_Stated problem_. Please extract each line of the entries below that contains the word "black"; letter case must match.

_Extracted material_.
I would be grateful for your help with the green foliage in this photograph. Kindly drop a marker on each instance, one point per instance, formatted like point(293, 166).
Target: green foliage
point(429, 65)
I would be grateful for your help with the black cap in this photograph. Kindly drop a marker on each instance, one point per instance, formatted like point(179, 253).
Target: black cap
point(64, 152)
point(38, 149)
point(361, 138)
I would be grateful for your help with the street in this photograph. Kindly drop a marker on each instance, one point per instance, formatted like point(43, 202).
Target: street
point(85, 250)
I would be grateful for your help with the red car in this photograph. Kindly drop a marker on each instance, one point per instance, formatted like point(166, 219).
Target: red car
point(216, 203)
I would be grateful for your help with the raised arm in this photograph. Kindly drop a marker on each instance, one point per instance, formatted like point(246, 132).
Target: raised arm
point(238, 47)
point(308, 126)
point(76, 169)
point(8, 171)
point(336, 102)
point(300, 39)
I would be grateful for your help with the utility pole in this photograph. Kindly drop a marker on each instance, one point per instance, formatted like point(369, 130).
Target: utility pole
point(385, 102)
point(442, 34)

==

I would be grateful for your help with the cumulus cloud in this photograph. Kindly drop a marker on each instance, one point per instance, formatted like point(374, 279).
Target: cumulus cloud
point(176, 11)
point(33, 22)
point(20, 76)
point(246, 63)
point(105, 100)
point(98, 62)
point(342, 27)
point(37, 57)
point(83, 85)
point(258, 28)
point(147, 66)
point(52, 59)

_Completed exercise_.
I would be grateful for your help with the black cap in this photograph. Kindly drop a marker on each instance, one point per instance, formatted like point(179, 253).
Target: black cap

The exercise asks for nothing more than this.